Brano da leggere
━━━━━━━━━━━━━━━━

Cultura e Spettacoli

Marion Cotillard folle d'amore in "Mal di Pietre"

Un mélo convenzionale ma dignitoso su una sorta di Bovary provenzale del dopoguerra, una donna ostinatamente autodistruttiva in cerca dell'amore assoluto

Marion Cotillard folle d'amore in "Mal di Pietre"

Presentato al Festival di Cannes dello scorso anno, "Mal di Pietre" è il libero adattamento di un romanzo della scrittrice Milena Agus uscito una quindicina di anni fa. Non è solo un melodramma decoroso, con una buona confezione ed un cast di interpreti affascinanti, ma soprattutto un viaggio in due modi speculari di vivere l'amore: l'uno tormentato ed ossessivo, l'altro silenzioso e profondo.

━━━━━━━━━━━━━━━━

Materiale fornito
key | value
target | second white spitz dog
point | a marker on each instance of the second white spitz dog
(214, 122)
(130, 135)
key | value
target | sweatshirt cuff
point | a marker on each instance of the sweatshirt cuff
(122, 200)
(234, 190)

━━━━━━━━━━━━━━━━

Trascrivi parola per parola il tratto del brano su «Mal di Pietre» che va da «Un mélo convenzionale» fino a «silenzioso e profondo.». I record riportati qui non hanno alcun legame con il brano.

Risultato del compito
Un mélo convenzionale ma dignitoso su una sorta di Bovary provenzale del dopoguerra, una donna ostinatamente autodistruttiva in cerca dell'amore assoluto

Marion Cotillard folle d'amore in "Mal di Pietre"

Presentato al Festival di Cannes dello scorso anno, "Mal di Pietre" è il libero adattamento di un romanzo della scrittrice Milena Agus uscito una quindicina di anni fa. Non è solo un melodramma decoroso, con una buona confezione ed un cast di interpreti affascinanti, ma soprattutto un viaggio in due modi speculari di vivere l'amore: l'uno tormentato ed ossessivo, l'altro silenzioso e profondo.